What is required: Every entry must be output exactly as it is written.
Start of Study material
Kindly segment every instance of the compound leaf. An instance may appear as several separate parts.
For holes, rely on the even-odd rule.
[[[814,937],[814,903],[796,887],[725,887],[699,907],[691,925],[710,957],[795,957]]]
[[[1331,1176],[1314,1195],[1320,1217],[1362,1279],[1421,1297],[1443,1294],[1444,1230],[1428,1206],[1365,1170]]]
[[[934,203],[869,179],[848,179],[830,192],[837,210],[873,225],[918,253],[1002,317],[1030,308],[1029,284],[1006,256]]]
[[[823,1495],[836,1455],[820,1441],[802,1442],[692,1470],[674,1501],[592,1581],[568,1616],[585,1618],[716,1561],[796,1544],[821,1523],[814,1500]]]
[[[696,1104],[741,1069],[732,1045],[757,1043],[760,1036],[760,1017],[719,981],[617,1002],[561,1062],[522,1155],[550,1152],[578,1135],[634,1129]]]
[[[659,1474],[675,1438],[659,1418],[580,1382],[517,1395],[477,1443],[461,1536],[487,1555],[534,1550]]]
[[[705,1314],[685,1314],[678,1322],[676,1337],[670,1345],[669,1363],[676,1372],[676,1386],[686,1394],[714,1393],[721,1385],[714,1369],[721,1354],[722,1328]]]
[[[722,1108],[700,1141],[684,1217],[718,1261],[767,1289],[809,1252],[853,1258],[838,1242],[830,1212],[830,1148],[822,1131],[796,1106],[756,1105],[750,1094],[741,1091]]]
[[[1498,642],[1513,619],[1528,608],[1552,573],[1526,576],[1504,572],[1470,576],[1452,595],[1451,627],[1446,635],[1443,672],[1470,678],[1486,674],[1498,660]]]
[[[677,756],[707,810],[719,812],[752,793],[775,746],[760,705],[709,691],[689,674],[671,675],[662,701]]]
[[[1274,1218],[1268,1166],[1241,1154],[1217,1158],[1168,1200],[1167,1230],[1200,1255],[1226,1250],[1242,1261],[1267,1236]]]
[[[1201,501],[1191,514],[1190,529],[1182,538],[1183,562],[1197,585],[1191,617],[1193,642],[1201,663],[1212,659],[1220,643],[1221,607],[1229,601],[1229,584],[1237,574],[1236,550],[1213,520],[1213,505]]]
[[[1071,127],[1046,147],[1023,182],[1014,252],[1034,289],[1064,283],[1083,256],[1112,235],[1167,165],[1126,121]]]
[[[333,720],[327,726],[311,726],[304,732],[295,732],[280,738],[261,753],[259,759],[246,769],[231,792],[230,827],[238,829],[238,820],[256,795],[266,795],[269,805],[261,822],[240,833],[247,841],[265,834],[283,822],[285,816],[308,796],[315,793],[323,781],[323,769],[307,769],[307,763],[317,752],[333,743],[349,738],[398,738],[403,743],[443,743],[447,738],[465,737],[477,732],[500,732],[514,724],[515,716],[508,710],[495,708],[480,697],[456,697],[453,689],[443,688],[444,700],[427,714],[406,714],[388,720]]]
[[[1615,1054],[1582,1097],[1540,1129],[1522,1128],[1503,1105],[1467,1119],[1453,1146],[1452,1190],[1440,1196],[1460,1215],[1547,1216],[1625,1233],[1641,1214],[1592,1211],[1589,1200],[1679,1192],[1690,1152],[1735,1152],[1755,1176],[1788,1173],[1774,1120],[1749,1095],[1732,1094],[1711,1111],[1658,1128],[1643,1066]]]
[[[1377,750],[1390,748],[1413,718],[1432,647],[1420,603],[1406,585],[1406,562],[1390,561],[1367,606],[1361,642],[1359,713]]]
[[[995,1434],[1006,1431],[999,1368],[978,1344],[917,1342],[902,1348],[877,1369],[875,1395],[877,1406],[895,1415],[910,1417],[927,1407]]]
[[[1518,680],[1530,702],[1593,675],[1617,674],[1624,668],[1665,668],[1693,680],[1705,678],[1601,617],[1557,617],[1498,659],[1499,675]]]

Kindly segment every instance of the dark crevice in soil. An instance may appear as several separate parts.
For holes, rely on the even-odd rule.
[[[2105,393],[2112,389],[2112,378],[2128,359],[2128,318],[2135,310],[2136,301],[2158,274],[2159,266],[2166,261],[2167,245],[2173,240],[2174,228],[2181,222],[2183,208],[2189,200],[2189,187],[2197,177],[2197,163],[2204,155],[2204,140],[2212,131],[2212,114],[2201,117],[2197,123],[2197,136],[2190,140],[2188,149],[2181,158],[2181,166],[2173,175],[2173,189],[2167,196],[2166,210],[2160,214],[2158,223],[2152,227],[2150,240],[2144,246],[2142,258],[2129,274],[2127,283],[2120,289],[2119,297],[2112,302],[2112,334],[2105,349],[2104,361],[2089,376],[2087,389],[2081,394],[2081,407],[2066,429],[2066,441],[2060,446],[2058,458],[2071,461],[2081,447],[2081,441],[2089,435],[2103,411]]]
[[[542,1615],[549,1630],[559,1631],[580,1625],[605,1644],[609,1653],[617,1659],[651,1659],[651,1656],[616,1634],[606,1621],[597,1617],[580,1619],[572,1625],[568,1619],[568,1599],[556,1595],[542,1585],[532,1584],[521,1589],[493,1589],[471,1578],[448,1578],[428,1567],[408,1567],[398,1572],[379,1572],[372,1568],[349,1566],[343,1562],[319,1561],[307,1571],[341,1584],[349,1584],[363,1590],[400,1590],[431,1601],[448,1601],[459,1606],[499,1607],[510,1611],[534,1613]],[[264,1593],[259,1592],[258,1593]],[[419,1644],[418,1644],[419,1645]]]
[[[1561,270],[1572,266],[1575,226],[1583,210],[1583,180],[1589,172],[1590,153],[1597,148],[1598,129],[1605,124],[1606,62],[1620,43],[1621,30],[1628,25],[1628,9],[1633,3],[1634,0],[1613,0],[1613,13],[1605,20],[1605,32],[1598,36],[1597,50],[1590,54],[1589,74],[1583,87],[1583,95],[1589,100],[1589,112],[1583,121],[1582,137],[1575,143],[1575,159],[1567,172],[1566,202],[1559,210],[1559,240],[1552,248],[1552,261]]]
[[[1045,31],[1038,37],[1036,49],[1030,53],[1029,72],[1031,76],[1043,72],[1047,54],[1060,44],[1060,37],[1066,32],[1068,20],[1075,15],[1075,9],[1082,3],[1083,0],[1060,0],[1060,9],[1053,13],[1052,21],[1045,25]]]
End of Study material
Solved exercise:
Kindly segment every instance of the compound leaf. An instance may appear as several separate parts.
For holes, rely on the even-odd rule.
[[[814,937],[814,903],[796,887],[725,887],[699,907],[691,925],[710,957],[795,957]]]
[[[1331,1176],[1314,1195],[1320,1217],[1362,1279],[1421,1297],[1443,1294],[1444,1230],[1428,1206],[1365,1170]]]
[[[934,203],[869,179],[848,179],[830,192],[837,210],[873,225],[918,253],[1002,317],[1030,308],[1029,284],[1006,256]]]
[[[823,1495],[836,1455],[820,1441],[802,1442],[692,1470],[674,1501],[592,1581],[568,1616],[585,1618],[716,1561],[796,1544],[821,1523],[814,1500]]]
[[[696,1104],[741,1069],[732,1045],[757,1043],[760,1036],[760,1017],[719,981],[617,1002],[561,1062],[522,1155],[550,1152],[578,1135],[634,1129]]]
[[[659,1474],[675,1438],[659,1418],[580,1382],[517,1395],[477,1443],[461,1536],[487,1555],[534,1550]]]
[[[705,1314],[685,1314],[678,1322],[676,1337],[670,1345],[669,1363],[676,1372],[676,1386],[686,1394],[714,1393],[721,1385],[714,1369],[721,1354],[722,1328]]]
[[[722,1108],[700,1141],[684,1217],[718,1261],[767,1289],[809,1252],[853,1258],[838,1242],[830,1212],[830,1148],[822,1131],[796,1106],[756,1105],[750,1094],[741,1091]]]
[[[1498,642],[1513,619],[1528,608],[1552,573],[1526,576],[1504,572],[1470,576],[1452,595],[1451,627],[1446,635],[1443,672],[1470,678],[1486,674],[1498,660]]]
[[[677,756],[707,810],[719,812],[752,793],[775,746],[760,705],[709,691],[689,674],[671,675],[662,701]]]
[[[1274,1218],[1268,1166],[1241,1154],[1217,1158],[1168,1200],[1167,1230],[1200,1255],[1226,1250],[1242,1261],[1267,1236]]]
[[[1201,501],[1191,514],[1190,529],[1182,538],[1183,562],[1197,585],[1191,617],[1193,642],[1201,663],[1212,659],[1220,643],[1221,607],[1229,601],[1229,584],[1237,574],[1236,550],[1213,520],[1213,505]]]
[[[1071,127],[1046,147],[1023,182],[1014,252],[1034,289],[1064,283],[1083,256],[1112,235],[1167,165],[1126,121]]]
[[[333,720],[327,726],[311,726],[304,732],[295,732],[280,738],[261,753],[259,759],[246,769],[231,792],[230,827],[238,829],[238,820],[256,795],[266,795],[269,805],[261,822],[240,833],[247,841],[265,834],[283,822],[285,816],[308,796],[315,793],[323,781],[323,769],[307,769],[307,763],[317,752],[333,743],[349,738],[398,738],[403,743],[443,743],[447,738],[465,737],[477,732],[500,732],[514,724],[515,716],[508,710],[495,708],[480,697],[456,697],[453,689],[443,688],[444,700],[427,714],[406,714],[388,720]]]
[[[1615,1054],[1582,1097],[1540,1129],[1522,1128],[1503,1105],[1467,1119],[1453,1146],[1452,1190],[1440,1196],[1460,1215],[1547,1216],[1625,1233],[1641,1214],[1592,1211],[1589,1200],[1679,1192],[1690,1152],[1735,1152],[1755,1176],[1788,1173],[1774,1120],[1749,1095],[1732,1094],[1711,1111],[1658,1128],[1643,1066]]]
[[[1377,750],[1390,748],[1413,718],[1432,647],[1420,603],[1406,585],[1406,562],[1390,561],[1367,606],[1361,642],[1359,713]]]
[[[995,1434],[1006,1431],[999,1368],[978,1344],[917,1342],[902,1348],[877,1369],[875,1395],[877,1406],[895,1415],[910,1417],[927,1407]]]
[[[1518,680],[1530,702],[1593,675],[1617,674],[1624,668],[1665,668],[1693,680],[1705,678],[1601,617],[1557,617],[1498,659],[1499,675]]]

Kindly segment every instance of the dark crevice in soil. An instance may appear as several separate parts.
For holes, rely on the even-odd rule.
[[[2105,393],[2112,389],[2112,378],[2128,359],[2128,318],[2135,310],[2136,301],[2158,274],[2159,266],[2166,261],[2167,245],[2173,240],[2174,228],[2181,222],[2183,208],[2189,200],[2189,187],[2197,177],[2197,163],[2204,155],[2204,140],[2212,131],[2212,114],[2201,117],[2197,123],[2197,136],[2190,140],[2188,149],[2181,158],[2181,166],[2173,175],[2173,189],[2167,196],[2166,210],[2160,214],[2158,223],[2152,227],[2150,240],[2144,246],[2142,258],[2129,274],[2127,283],[2120,289],[2119,297],[2112,302],[2112,334],[2105,349],[2104,361],[2089,376],[2087,389],[2081,394],[2081,407],[2066,429],[2066,441],[2060,446],[2058,458],[2071,461],[2081,447],[2081,441],[2089,435],[2103,411]]]
[[[542,1615],[549,1630],[559,1631],[580,1625],[605,1644],[609,1653],[617,1659],[651,1659],[651,1656],[616,1634],[606,1621],[597,1617],[580,1619],[572,1625],[568,1619],[568,1599],[556,1595],[542,1585],[532,1584],[521,1589],[493,1589],[471,1578],[448,1578],[428,1567],[408,1567],[398,1572],[379,1572],[372,1568],[349,1566],[343,1562],[319,1561],[307,1571],[341,1584],[349,1584],[363,1590],[400,1590],[431,1601],[448,1601],[459,1606],[499,1607],[510,1611],[534,1613]],[[264,1593],[259,1592],[258,1593]],[[419,1644],[418,1644],[419,1645]]]
[[[1561,270],[1572,266],[1575,226],[1583,210],[1583,180],[1589,172],[1590,153],[1597,148],[1598,129],[1605,124],[1606,62],[1620,43],[1621,30],[1628,25],[1628,9],[1633,3],[1634,0],[1613,0],[1613,13],[1605,20],[1605,32],[1598,36],[1597,50],[1590,54],[1589,74],[1583,87],[1583,95],[1589,100],[1589,112],[1583,121],[1582,137],[1575,143],[1575,159],[1567,172],[1566,202],[1559,210],[1559,240],[1552,248],[1552,261]]]
[[[1045,31],[1038,37],[1036,49],[1030,53],[1029,72],[1031,76],[1043,72],[1047,54],[1060,44],[1060,37],[1066,32],[1068,20],[1075,15],[1075,9],[1082,3],[1083,0],[1060,0],[1060,9],[1053,13],[1052,21],[1045,25]]]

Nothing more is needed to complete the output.